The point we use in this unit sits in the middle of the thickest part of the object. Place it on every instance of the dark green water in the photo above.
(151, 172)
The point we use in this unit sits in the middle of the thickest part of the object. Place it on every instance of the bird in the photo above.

○ ○ ○

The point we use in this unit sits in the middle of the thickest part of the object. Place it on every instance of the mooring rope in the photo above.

○ ○ ○

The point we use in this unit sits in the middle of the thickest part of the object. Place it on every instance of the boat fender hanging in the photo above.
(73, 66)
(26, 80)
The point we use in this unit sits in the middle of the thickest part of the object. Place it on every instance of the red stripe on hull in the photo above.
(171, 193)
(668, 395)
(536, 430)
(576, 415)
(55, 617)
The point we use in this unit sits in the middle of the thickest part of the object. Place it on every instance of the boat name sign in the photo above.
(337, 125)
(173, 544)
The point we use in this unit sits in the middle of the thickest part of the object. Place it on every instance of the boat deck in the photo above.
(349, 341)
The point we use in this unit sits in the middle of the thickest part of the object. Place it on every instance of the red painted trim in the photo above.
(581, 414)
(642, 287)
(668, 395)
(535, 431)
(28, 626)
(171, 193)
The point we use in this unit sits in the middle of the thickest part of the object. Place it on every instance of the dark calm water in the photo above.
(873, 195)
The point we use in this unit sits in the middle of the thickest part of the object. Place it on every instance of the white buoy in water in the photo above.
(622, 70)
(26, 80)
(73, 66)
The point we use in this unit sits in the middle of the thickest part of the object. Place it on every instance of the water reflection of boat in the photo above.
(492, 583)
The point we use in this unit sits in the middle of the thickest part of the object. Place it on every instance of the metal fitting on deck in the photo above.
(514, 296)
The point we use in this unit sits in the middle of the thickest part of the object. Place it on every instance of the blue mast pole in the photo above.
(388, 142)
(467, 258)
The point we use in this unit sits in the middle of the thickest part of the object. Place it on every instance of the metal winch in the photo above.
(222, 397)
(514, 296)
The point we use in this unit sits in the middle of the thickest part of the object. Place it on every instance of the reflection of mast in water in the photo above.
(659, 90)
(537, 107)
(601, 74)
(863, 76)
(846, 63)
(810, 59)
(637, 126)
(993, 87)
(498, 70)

○ ○ ○

Assignment: Would you quote everything above from the line containing "green water in the photo above." down to the line containing "bird in the photo above."? Include both of those lines and nothing else.

Result:
The point we use in this unit sits in the middle of the thickest part of the object. Place it on every instance of the dark green water in the photo above.
(151, 172)
The point we use in this unit sits in the middle of the thickest part of the object. Place it on every instance of the bird in the photo above.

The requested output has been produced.